With the material below, print exactly the lines between the line holding "Sample query: fibrous mushroom texture" and the line holding "Sample query: wrinkled mushroom surface", inclusive. Add nothing else.

Start of Block

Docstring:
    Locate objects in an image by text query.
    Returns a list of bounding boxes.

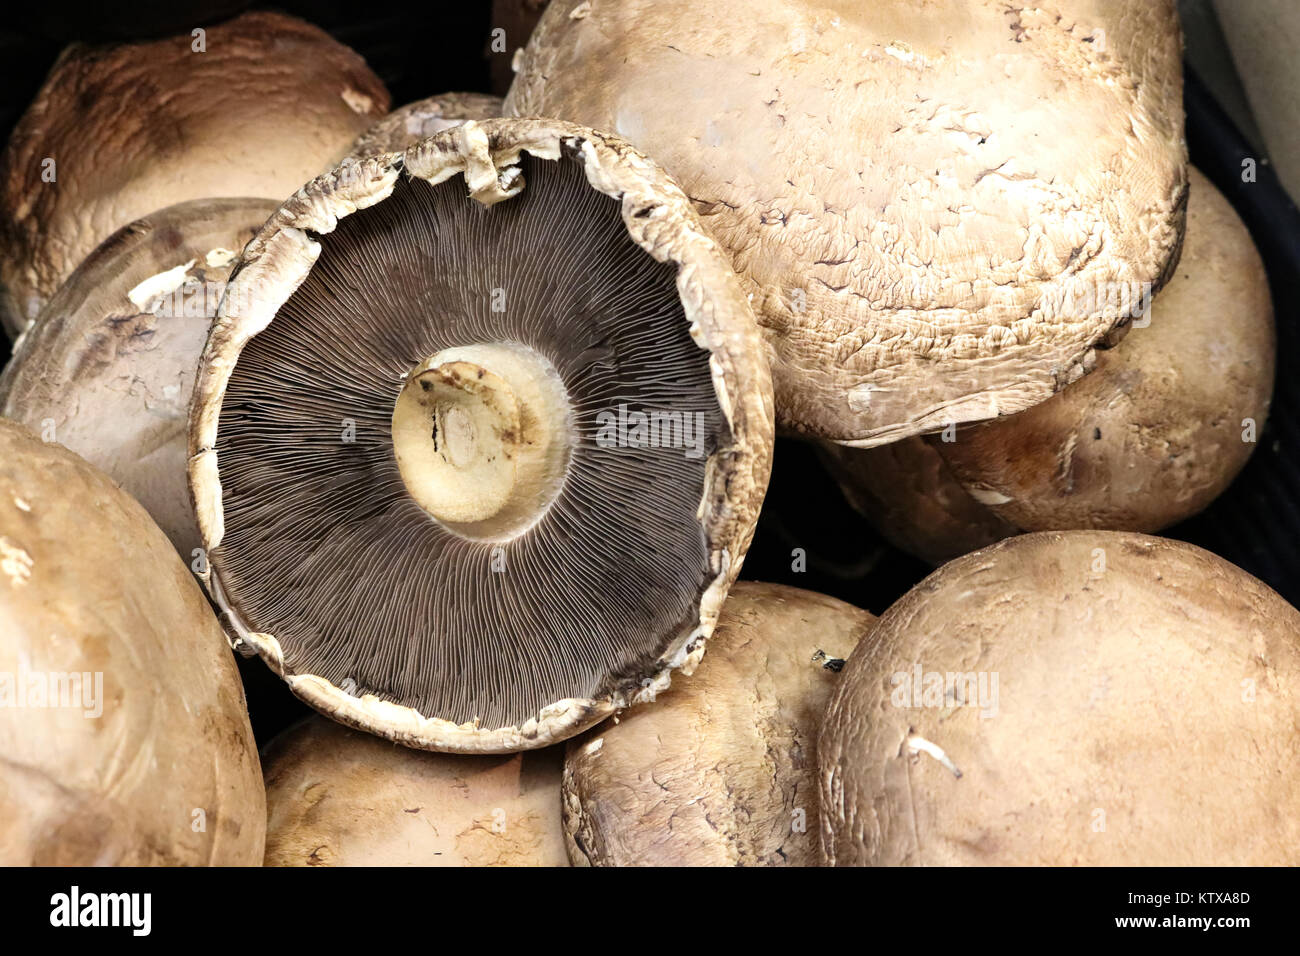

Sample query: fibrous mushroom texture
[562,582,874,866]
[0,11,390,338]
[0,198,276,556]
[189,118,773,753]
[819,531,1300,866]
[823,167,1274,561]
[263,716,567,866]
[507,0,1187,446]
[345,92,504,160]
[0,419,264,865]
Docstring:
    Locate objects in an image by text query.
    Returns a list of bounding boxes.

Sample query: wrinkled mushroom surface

End of Block
Start of Block

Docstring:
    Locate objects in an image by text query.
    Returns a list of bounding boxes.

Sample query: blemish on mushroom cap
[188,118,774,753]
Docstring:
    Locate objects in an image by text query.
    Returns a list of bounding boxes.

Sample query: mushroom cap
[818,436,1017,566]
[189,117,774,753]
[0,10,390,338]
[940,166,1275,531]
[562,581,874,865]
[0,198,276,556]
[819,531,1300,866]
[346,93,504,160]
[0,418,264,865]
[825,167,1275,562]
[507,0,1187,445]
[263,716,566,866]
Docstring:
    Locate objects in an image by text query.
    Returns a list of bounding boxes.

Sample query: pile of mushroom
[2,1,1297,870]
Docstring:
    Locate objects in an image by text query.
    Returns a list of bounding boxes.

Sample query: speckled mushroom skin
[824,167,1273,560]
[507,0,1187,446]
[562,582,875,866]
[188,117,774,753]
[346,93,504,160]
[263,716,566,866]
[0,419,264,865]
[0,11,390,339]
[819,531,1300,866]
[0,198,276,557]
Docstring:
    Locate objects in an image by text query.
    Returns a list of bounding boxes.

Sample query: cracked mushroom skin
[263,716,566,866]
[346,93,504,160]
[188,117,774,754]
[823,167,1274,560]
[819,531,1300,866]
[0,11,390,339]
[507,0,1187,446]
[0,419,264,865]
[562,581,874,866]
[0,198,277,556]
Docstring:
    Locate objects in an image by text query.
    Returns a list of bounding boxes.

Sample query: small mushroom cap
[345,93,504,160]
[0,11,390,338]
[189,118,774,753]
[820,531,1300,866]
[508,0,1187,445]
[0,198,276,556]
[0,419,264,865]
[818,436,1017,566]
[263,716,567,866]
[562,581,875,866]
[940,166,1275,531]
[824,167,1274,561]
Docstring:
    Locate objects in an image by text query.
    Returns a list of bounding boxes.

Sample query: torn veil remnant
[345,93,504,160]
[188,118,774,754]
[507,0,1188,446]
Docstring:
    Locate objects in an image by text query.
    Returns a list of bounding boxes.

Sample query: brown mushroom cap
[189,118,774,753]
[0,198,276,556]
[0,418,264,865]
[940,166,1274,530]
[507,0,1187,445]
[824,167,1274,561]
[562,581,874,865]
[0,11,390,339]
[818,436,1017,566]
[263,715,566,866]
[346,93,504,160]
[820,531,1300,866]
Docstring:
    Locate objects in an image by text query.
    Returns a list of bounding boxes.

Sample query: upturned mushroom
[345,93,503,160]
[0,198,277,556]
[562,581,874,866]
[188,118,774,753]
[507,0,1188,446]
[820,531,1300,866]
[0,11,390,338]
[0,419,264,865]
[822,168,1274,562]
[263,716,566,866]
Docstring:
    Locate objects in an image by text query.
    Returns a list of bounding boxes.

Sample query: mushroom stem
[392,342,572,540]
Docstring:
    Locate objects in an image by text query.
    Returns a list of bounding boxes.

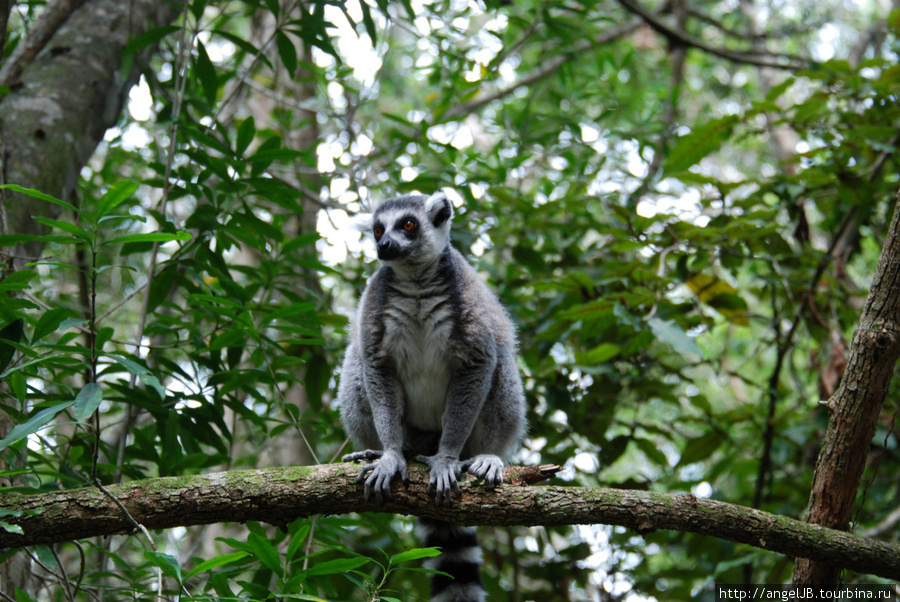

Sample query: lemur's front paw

End of Block

| Answer to the exercise |
Sample query: fibrous mushroom texture
[562,582,874,866]
[0,11,390,338]
[0,198,276,556]
[189,118,773,753]
[819,531,1300,866]
[823,167,1274,561]
[263,716,567,866]
[507,0,1187,446]
[345,92,504,160]
[0,419,264,865]
Docstring:
    Locate objects in an image by text query.
    Returns a list of bounding boxes.

Sample query: wrinkled mushroom surface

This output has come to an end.